* _EXTRAIT_:
Les bénévoles du CAB des Riverains, à Sainte-Anne-de-la-Pérade, s’occupent de prendre les commandes des clients de l’épicerie Métro La Pérade, par téléphone. Sur la photo: Marie-Claude Samuel, directrice générale du CAB.
Les bénévoles du CAB des Riverains, à Sainte-Anne-de-la-Pérade, s’occupent de prendre les commandes des clients de l’épicerie Métro La Pérade, par téléphone. Sur la photo: Marie-Claude Samuel, directrice générale du CAB.

Bénévoles et épicier unissent leurs forces

SAINTE-ANNE-DE-LA-PÉRADE — Avec le confinement, les services de livraison des épiceries sont plus sollicités que jamais. À Sainte-Anne-de-la-Pérade, l’épicerie Métro, qui dessert la municipalité et les autres environnantes, a été submergée par la demande. Heureusement, les employés peuvent compter sur l’aide du Centre d’action bénévole (CAB) des Riverains.

Depuis plusieurs semaines, une vingtaine de bénévoles s’occupent, à tour de rôle, de prendre les commandes de l’épicerie, au téléphone. Ils les transmettent ensuite par courriel à l’épicerie, qui les prépare et les livre à leurs destinataires.

Cette aide est un véritable soulagement pour Michel Lemay, directeur de l’épicerie.

* _CONSIGNE_: Traduisez en anglais, s'il vous plaît, cette phrase de l'article ci-dessus : « Cette aide est un véritable soulagement pour Michel Lemay, directeur de l’épicerie. »

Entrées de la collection
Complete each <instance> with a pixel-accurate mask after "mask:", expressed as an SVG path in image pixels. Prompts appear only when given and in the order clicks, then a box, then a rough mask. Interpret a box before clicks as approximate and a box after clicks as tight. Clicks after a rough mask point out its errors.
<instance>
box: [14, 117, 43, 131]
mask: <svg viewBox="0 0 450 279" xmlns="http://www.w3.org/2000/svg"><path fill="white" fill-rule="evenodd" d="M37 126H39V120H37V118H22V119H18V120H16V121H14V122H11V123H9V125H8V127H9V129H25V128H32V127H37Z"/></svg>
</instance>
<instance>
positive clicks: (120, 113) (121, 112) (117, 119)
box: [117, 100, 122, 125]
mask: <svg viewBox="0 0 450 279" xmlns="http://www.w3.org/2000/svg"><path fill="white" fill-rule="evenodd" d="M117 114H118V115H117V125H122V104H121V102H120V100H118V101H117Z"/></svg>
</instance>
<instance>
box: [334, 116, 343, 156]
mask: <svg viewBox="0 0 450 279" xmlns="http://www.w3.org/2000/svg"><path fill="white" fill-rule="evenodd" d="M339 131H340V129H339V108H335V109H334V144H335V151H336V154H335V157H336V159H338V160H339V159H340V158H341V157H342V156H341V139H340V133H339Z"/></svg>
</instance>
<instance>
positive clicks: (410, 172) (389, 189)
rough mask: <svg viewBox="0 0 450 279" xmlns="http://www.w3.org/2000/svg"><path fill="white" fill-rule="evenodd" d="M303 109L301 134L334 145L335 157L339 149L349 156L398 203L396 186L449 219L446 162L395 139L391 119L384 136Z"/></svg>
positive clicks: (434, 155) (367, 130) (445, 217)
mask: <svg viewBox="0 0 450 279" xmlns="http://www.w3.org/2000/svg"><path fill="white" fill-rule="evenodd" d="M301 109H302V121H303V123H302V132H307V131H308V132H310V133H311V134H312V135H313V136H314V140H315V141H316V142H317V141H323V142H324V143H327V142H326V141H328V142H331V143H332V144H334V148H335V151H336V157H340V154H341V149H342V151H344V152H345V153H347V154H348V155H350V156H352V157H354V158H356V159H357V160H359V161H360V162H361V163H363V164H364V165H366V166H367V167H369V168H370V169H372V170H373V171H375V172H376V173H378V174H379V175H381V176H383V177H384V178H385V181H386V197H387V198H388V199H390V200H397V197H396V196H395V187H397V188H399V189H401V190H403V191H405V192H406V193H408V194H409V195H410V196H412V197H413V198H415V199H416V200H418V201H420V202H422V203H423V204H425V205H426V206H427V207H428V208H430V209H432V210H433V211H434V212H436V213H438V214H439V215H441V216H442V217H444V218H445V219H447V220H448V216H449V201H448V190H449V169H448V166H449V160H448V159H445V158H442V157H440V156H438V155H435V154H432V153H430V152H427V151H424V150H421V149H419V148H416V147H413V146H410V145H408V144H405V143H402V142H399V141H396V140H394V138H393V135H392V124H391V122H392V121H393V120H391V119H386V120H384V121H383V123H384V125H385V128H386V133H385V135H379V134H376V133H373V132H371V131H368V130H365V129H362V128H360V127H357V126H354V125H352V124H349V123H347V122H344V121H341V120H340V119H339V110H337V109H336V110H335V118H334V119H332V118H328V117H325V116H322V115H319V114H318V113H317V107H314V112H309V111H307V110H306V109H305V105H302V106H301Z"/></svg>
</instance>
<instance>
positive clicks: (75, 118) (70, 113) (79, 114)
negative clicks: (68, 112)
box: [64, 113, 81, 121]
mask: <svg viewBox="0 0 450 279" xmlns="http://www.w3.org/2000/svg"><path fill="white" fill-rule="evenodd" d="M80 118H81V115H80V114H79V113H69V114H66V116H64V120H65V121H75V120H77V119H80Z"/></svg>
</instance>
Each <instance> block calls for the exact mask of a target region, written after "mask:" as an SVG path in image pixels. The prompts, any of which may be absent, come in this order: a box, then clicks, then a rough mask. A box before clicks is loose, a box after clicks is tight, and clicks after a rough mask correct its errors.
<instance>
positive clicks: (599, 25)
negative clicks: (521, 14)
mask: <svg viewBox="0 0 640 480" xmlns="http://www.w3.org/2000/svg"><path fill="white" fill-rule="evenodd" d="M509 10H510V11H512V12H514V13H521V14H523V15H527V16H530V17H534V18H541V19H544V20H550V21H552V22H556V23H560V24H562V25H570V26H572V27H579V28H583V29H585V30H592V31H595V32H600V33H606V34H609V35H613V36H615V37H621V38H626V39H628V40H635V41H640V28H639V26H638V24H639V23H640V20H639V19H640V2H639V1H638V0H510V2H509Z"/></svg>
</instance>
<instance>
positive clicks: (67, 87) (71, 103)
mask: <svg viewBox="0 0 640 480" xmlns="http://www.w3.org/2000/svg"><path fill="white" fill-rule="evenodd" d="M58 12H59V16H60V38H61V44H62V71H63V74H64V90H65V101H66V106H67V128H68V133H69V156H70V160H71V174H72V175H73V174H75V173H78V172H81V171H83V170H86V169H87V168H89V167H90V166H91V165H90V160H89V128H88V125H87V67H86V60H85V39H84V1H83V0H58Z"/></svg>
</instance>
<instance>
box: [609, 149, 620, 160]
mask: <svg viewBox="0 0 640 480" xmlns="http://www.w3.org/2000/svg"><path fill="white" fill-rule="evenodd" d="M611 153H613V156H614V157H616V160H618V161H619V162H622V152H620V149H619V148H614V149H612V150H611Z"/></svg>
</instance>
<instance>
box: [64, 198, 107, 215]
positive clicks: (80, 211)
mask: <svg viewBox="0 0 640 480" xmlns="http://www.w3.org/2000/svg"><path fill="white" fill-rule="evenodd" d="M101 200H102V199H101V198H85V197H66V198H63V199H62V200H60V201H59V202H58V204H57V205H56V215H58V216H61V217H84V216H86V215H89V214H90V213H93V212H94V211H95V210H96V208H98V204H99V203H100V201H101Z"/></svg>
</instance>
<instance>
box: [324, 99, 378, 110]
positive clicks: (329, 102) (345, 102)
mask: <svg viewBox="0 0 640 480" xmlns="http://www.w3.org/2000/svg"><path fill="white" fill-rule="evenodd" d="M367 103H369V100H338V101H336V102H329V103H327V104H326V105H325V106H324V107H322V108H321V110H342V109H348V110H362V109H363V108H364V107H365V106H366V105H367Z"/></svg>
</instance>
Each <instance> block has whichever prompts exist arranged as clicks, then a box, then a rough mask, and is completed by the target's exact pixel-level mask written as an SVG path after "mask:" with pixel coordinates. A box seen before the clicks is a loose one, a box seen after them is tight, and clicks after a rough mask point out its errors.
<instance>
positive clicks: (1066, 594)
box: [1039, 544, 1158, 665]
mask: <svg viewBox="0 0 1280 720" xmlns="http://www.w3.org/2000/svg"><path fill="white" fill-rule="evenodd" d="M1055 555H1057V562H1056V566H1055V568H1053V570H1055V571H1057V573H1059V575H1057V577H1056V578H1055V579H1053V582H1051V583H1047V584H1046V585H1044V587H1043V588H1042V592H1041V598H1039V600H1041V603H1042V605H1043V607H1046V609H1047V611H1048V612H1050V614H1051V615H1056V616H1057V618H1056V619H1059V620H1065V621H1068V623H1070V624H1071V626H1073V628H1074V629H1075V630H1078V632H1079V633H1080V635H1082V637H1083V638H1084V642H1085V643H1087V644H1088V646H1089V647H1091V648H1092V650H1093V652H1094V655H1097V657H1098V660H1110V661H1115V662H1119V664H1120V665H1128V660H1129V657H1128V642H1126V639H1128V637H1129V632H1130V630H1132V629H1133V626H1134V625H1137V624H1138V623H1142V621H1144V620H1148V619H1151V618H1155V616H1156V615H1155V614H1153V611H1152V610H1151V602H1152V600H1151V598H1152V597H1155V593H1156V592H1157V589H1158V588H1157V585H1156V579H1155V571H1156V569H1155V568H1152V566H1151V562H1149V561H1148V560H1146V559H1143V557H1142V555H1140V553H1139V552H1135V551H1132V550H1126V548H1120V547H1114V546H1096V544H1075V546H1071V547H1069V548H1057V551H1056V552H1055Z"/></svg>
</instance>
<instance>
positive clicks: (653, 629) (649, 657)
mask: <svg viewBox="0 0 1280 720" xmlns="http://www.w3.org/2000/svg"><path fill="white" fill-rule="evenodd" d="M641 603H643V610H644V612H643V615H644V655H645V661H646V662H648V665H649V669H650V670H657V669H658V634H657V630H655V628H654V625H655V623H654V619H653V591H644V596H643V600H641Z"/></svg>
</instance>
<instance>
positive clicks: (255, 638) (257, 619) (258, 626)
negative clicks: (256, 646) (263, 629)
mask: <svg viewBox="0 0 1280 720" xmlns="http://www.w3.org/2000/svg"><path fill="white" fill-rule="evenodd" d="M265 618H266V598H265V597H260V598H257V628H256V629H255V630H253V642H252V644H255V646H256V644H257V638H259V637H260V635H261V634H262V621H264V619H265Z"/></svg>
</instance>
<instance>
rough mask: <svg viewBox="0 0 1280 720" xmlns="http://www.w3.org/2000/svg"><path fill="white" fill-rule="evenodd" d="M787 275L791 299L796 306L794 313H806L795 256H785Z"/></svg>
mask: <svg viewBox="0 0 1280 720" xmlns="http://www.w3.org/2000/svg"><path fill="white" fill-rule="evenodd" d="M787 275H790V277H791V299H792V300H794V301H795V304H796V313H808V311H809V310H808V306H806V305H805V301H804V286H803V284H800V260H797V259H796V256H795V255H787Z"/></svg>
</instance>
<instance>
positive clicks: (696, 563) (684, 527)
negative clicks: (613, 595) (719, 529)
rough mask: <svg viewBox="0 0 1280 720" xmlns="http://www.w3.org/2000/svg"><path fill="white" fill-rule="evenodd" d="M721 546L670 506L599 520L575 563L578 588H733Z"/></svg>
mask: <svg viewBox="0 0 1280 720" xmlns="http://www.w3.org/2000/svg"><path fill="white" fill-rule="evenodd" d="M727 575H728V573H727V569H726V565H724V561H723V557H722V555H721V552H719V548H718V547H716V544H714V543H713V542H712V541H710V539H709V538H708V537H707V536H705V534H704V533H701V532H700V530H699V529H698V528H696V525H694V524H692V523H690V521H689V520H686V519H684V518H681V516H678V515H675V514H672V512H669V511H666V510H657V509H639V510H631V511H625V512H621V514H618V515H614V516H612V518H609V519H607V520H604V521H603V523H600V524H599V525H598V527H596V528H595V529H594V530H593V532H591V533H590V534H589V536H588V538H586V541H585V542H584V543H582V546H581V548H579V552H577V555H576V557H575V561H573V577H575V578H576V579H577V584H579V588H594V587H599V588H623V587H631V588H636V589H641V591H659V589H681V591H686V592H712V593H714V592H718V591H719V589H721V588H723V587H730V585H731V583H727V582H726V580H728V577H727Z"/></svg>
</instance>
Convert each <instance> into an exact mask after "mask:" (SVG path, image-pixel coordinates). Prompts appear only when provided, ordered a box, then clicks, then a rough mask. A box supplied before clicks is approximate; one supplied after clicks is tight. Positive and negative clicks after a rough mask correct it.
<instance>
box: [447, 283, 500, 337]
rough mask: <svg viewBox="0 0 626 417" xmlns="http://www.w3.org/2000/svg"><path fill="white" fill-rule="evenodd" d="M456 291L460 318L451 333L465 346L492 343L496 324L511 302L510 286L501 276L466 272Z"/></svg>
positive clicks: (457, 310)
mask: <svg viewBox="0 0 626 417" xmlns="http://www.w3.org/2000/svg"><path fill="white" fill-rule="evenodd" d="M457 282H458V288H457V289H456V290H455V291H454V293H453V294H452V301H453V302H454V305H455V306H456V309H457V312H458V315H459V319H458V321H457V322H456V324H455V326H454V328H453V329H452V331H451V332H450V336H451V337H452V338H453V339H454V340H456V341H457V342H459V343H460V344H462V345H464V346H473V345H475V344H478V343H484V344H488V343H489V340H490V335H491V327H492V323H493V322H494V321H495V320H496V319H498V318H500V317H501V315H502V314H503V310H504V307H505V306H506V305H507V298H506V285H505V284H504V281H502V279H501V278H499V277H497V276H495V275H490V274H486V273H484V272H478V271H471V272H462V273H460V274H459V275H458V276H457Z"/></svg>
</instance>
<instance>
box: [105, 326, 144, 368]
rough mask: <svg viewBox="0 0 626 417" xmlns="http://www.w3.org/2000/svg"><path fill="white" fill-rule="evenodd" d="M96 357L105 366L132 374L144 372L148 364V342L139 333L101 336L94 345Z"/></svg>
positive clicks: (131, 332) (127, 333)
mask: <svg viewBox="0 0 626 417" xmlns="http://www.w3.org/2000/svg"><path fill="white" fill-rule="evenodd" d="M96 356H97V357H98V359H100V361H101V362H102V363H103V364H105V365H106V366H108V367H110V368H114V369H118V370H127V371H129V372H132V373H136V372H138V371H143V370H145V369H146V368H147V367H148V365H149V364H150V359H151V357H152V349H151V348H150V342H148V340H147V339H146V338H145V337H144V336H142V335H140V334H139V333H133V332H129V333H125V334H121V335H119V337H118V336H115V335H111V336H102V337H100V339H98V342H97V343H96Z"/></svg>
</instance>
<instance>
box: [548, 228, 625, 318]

* _RÉPONSE ATTENDUE_: This help is a real relief for Michel Lemay, manager of the grocery store.